▸ **Input for this task**:
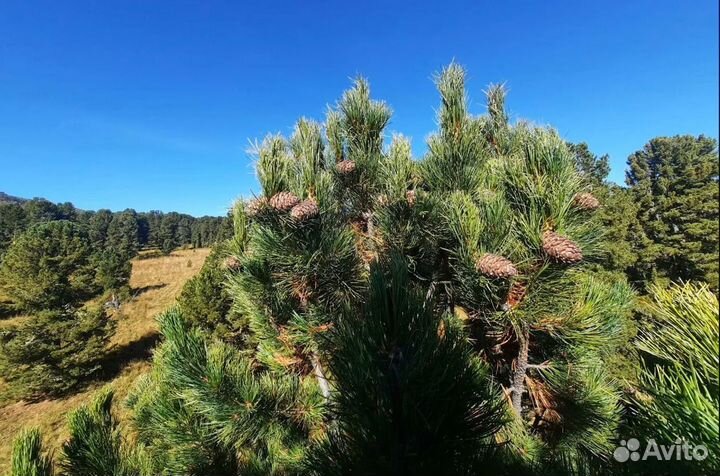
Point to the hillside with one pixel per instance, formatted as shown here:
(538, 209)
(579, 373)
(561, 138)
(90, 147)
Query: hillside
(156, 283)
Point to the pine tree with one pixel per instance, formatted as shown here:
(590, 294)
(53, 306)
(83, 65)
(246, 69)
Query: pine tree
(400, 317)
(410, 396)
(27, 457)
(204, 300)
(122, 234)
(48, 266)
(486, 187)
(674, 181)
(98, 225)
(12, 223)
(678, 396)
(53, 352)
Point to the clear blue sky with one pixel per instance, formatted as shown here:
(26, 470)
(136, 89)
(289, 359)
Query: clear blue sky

...

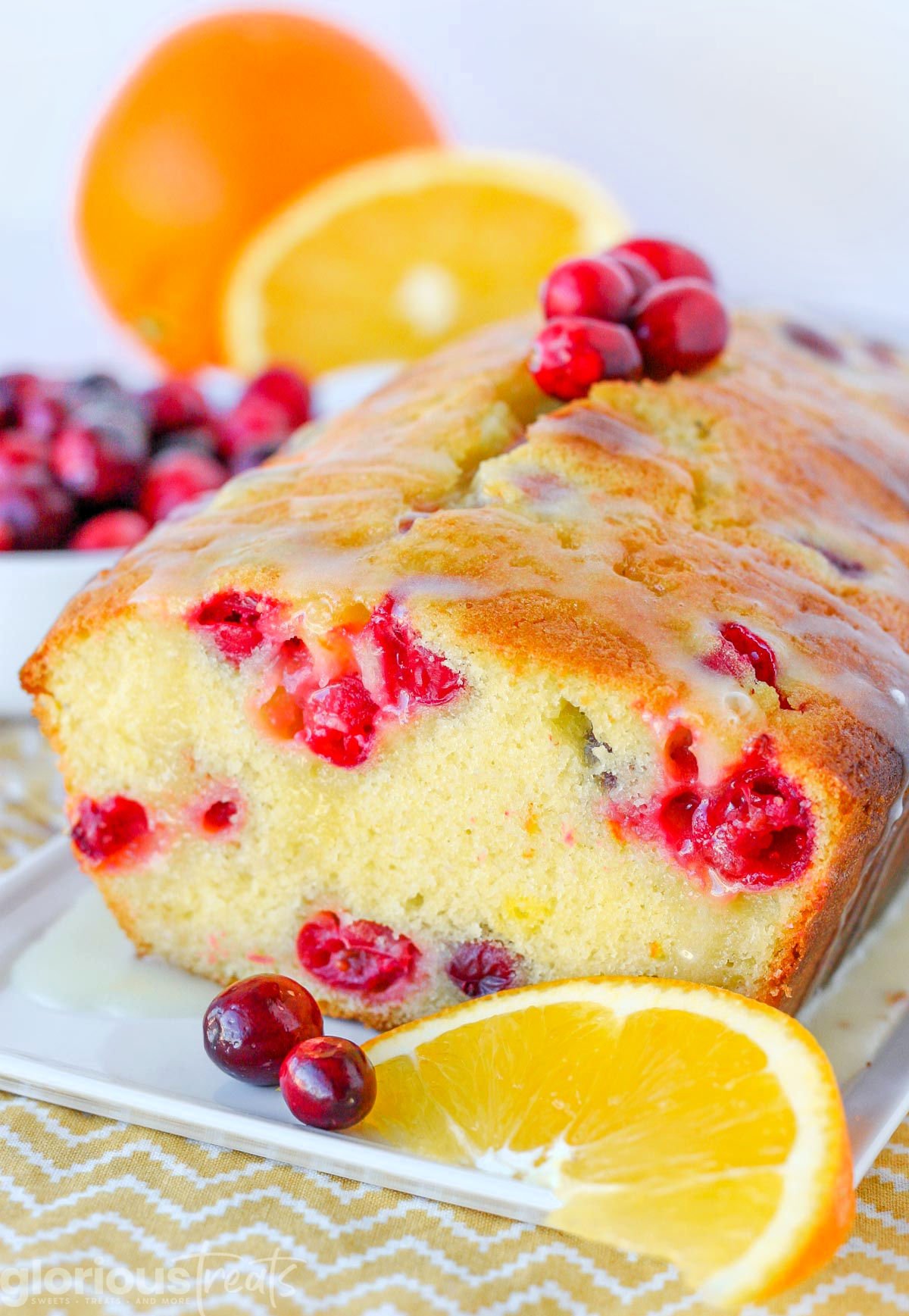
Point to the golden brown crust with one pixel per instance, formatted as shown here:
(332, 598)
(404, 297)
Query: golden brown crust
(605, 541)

---

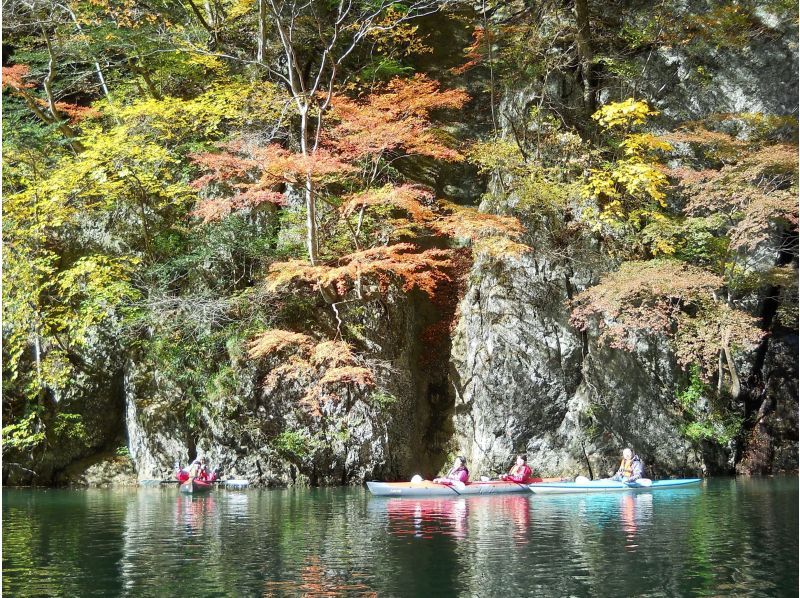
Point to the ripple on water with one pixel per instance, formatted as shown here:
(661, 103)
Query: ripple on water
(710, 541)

▸ **Work order**: Identify every line above that includes the word "Point", and show those lines.

▸ **Solution for this problem**:
Point to the hillside with one pixel per instance, formatted as shown here:
Point to the pine tree with one pixel per instance, formatted as shown here:
Point to the clear blue sky with one pixel per instance, formatted as shown here:
Point to the golden brown crust with one pixel per instance, formatted as shown here:
Point to the ripple on water with one pixel per instance, formatted as shown here:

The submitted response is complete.